Task requirements:
Scan the lines below for "blue" and copy the matches.

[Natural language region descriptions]
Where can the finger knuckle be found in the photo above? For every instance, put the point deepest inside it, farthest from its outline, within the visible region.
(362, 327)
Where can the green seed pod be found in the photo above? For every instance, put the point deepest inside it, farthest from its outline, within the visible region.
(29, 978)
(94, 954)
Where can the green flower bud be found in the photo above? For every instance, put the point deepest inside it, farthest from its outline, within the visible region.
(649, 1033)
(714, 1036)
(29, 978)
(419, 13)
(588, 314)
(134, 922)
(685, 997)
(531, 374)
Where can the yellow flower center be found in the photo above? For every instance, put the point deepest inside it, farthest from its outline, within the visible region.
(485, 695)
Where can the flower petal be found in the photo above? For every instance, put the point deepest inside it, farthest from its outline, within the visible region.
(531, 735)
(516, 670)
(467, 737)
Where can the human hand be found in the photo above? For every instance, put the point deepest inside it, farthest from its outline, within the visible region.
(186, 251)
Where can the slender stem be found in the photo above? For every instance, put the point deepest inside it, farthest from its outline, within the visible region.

--

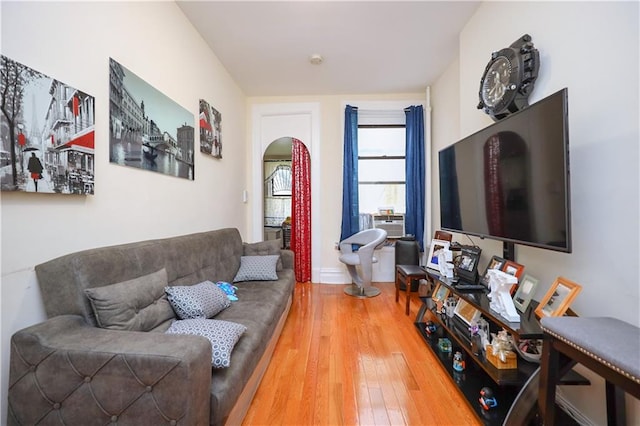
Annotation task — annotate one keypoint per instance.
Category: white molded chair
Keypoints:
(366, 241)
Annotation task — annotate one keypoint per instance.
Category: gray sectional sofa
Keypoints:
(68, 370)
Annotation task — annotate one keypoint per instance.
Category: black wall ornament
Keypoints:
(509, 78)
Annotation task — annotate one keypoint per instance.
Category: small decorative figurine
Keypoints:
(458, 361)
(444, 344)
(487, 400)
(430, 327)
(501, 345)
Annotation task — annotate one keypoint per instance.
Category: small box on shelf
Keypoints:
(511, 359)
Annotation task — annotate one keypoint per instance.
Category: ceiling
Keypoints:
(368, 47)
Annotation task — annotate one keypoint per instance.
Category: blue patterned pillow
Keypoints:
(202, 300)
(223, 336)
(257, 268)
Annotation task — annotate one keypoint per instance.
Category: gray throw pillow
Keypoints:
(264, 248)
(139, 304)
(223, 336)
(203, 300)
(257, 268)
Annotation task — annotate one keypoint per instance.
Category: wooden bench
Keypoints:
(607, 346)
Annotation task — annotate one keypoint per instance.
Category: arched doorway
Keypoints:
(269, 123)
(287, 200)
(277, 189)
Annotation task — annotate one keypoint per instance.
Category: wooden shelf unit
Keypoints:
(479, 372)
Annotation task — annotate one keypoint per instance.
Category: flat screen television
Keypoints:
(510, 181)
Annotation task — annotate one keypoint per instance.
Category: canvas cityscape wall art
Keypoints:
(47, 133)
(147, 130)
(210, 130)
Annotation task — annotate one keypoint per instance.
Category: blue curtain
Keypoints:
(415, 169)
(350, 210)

Written solution:
Category: blue patterned pillow
Category: blue curtain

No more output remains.